##### SELECTION #####

Date: Wed, 10 Dec 2014 15:38:40 +0900
From: Joonsoo Kim <iamjoonsoo.kim@lge.com>
To: Vlastimil Babka <vbabka@suse.cz>
Cc: Andrew Morton <akpm@linux-foundation.org>, Mel Gorman <mgorman@suse.de>,
        David Rientjes <rientjes@google.com>, Rik van Riel <riel@redhat.com>,
        linux-mm@kvack.org, linux-kernel@vger.kernel.org
Subject: Re: [PATCH 2/4] mm/page_alloc: expands broken freepage to proper
 buddy list when steal
Message-ID: <20141210063840.GC13371@js1304-P5Q-DELUXE>
References: <1418022980-4584-1-git-send-email-iamjoonsoo.kim@lge.com>
 <1418022980-4584-3-git-send-email-iamjoonsoo.kim@lge.com>
 <54856F88.8090300@suse.cz>
MIME-Version: 1.0
Content-Type: text/plain; charset=us-ascii
Content-Disposition: inline
In-Reply-To: <54856F88.8090300@suse.cz>
User-Agent: Mutt/1.5.21 (2010-09-15)
Sender: linux-kernel-owner@vger.kernel.org

On Mon, Dec 08, 2014 at 10:29:44AM +0100, Vlastimil Babka wrote:
> On 12/08/2014 08:16 AM, Joonsoo Kim wrote:
> >There is odd behaviour when we steal freepages from other migratetype
> >buddy list. In try_to_steal_freepages(), we move all freepages in
> >the pageblock that founded freepage is belong to to the request
> >migratetype in order to mitigate fragmentation. If the number of moved
> >pages are enough to change pageblock migratetype, there is no problem. If
> >not enough, we don't change pageblock migratetype and add broken freepages
> >to the original migratetype buddy list rather than request migratetype
> >one. For me, this is odd, because we already moved all freepages in this
> >pageblock to the request migratetype. This patch fixes this situation to
> >add broken freepages to the request migratetype buddy list in this case.
> 
> I'd rather split the fix from the refactoring. And maybe my
> description is longer, but easier to understand? (I guess somebody
> else should judge this)

Your patch is much better to understand than mine. :)
No need to judge from somebody else.
After your patch is merged, I will resubmit these on top of it.

> 
> >This patch introduce new function that can help to decide if we can
> >steal the page without resulting in fragmentation. It will be used in
> >following patch for compaction finish criteria.
> >
> >Signed-off-by: Joonsoo Kim <iamjoonsoo.kim@lge.com>
> >---
> >  include/trace/events/kmem.h |    7 +++--
> >  mm/page_alloc.c             |   72 +++++++++++++++++++++++++------------------
> >  2 files changed, 46 insertions(+), 33 deletions(-)

##### DATASET ENTRIES #####

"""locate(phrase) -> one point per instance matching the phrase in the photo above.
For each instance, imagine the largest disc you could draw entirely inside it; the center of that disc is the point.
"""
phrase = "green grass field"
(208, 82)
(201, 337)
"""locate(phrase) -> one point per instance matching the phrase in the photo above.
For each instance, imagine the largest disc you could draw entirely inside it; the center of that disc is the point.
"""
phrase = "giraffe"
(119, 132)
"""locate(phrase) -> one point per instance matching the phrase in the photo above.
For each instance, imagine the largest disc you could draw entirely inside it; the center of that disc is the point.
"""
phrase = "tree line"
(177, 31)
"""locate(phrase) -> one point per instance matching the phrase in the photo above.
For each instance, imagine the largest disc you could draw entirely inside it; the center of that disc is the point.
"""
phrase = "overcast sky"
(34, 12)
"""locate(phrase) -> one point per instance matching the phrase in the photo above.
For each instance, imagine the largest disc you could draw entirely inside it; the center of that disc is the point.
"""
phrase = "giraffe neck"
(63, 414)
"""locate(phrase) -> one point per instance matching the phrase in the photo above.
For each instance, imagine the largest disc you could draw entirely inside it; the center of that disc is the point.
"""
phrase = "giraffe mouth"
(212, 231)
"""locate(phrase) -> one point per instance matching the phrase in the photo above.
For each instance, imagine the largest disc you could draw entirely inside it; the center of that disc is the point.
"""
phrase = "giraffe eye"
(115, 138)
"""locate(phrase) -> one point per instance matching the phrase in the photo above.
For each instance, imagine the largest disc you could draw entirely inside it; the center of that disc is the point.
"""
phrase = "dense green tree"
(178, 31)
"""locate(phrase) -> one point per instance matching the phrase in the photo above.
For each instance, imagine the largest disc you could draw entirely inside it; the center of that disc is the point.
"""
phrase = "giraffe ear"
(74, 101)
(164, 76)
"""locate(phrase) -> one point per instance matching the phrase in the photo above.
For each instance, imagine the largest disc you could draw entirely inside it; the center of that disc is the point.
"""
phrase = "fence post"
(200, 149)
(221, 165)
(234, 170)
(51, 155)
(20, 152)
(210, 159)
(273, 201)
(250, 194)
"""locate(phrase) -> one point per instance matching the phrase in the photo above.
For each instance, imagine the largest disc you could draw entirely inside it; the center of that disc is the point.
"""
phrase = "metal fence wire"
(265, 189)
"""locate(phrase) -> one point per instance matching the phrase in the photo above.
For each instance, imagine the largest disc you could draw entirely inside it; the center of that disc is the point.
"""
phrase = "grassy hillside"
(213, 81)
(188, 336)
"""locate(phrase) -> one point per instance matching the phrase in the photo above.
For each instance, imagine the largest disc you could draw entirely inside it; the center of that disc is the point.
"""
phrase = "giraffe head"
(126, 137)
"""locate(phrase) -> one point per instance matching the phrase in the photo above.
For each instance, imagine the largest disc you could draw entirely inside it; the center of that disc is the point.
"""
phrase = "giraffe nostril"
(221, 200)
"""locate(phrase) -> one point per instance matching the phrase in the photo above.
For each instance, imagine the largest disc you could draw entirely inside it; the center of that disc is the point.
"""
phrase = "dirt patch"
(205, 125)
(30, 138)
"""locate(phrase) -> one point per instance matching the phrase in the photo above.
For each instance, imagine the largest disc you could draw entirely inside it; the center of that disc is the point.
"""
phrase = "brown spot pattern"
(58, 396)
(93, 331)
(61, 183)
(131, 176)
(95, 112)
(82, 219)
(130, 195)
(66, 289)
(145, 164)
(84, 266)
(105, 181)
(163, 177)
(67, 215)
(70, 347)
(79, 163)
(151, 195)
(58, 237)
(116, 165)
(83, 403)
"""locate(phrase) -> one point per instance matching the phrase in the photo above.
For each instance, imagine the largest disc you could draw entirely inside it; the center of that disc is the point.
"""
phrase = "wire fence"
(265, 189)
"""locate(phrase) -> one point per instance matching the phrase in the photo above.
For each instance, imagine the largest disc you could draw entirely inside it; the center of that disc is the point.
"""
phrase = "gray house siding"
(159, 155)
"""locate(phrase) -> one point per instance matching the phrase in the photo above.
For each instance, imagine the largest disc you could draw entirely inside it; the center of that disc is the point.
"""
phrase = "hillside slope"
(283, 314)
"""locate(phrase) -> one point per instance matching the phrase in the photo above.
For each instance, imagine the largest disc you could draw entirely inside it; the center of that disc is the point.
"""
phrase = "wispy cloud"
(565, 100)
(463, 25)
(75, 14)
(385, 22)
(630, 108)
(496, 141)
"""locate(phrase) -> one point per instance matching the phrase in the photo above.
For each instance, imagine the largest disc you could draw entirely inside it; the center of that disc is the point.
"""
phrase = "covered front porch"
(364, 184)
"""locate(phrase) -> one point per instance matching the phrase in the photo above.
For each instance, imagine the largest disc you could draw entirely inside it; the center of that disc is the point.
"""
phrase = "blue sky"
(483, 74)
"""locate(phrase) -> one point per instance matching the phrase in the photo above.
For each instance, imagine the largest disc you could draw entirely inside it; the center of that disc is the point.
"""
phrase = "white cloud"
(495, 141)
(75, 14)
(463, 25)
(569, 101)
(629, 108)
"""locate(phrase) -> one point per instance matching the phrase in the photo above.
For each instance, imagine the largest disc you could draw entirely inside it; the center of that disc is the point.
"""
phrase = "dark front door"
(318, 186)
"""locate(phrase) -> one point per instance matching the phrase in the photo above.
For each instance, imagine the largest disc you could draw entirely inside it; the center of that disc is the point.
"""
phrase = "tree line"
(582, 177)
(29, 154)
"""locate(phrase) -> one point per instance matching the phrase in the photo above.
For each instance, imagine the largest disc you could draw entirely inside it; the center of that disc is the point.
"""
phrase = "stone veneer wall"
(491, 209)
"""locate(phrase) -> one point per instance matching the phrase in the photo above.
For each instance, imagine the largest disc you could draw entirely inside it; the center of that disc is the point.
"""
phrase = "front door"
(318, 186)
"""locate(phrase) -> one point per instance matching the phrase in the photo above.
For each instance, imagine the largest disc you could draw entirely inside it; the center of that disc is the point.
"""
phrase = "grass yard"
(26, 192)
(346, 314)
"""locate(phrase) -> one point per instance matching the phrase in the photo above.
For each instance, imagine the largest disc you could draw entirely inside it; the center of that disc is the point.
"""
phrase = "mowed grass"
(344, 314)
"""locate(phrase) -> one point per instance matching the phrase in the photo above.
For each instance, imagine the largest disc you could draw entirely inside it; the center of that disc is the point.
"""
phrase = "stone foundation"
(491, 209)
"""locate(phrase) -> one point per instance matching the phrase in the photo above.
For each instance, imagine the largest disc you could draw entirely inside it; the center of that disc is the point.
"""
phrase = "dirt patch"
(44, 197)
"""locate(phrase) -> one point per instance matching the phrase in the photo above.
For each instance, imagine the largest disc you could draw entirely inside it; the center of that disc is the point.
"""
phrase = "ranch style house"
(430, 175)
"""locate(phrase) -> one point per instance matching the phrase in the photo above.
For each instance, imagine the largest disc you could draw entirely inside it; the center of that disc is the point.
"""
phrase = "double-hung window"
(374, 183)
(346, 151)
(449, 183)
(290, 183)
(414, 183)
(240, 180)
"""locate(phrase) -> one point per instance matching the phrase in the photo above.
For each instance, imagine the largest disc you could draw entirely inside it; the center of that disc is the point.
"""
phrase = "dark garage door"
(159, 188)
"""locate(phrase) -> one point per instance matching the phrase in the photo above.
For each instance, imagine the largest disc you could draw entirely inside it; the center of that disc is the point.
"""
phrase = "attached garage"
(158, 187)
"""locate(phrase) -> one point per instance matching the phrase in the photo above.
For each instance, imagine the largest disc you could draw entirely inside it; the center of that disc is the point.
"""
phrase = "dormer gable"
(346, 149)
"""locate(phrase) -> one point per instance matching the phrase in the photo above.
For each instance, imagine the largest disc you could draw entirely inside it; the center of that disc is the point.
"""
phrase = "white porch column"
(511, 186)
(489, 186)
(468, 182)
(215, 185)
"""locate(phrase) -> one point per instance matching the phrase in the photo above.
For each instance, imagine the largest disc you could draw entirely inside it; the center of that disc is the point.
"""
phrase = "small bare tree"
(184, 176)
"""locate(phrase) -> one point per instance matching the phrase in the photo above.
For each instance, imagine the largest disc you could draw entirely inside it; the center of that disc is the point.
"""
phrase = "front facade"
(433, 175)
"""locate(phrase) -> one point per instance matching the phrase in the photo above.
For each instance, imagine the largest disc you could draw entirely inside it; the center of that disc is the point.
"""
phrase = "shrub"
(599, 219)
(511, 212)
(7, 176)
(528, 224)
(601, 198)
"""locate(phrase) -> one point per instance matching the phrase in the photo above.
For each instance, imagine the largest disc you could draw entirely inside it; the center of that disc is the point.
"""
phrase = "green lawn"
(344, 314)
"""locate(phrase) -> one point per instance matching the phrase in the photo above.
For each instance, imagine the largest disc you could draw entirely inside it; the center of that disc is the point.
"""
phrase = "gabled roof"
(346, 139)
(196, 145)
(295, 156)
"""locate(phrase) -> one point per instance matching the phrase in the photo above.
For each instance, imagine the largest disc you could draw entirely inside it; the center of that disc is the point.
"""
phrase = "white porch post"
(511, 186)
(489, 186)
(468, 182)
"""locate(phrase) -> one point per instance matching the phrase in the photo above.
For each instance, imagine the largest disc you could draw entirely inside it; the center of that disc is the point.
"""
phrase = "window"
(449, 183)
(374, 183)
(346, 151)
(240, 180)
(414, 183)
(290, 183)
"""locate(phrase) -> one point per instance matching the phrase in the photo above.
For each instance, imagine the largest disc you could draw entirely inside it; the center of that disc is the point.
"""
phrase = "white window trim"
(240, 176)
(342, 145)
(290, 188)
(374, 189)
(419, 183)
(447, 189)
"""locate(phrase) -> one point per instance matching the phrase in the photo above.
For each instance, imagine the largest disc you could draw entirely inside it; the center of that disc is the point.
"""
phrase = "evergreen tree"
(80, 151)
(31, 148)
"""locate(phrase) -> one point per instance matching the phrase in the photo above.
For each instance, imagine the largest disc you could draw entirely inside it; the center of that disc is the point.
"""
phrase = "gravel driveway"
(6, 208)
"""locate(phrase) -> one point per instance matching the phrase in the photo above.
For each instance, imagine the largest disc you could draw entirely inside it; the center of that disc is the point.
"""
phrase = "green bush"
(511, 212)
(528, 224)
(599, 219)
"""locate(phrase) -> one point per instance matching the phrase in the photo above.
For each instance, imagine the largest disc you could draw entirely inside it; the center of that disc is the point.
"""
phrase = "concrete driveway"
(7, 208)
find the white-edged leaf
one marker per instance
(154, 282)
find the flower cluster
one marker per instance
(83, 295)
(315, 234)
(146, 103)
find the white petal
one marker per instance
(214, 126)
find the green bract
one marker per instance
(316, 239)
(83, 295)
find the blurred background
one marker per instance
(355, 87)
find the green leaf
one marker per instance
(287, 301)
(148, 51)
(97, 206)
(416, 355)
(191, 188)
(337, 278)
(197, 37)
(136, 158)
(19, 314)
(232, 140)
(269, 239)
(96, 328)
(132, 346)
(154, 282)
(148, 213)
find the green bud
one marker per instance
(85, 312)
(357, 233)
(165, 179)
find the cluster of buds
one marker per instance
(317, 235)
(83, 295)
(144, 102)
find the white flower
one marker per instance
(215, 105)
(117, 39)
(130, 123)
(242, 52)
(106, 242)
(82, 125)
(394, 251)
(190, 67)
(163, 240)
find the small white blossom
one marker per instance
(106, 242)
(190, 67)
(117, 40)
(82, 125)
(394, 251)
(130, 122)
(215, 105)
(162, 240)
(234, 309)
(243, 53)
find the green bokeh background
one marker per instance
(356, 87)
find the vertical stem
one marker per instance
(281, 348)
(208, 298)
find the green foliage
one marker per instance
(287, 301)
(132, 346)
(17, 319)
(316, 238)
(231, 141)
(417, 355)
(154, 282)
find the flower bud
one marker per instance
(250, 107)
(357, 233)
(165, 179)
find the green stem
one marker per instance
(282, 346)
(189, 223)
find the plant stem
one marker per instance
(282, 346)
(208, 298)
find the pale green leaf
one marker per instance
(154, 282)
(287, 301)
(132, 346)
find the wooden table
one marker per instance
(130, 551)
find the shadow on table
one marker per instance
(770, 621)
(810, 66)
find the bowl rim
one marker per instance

#####

WHAT THIS EXERCISE ASKS →
- 1) In the mailing list message, which function moves all freepages in the pageblock to the requested migratetype?
- 2) List every address on the Cc line of the mailing list message.

RESPONSES →
- 1) try_to_steal_freepages()

- 2)
- Andrew Morton <akpm@linux-foundation.org>
- Mel Gorman <mgorman@suse.de>
- David Rientjes <rientjes@google.com>
- Rik van Riel <riel@redhat.com>
- linux-mm@kvack.org
- linux-kernel@vger.kernel.org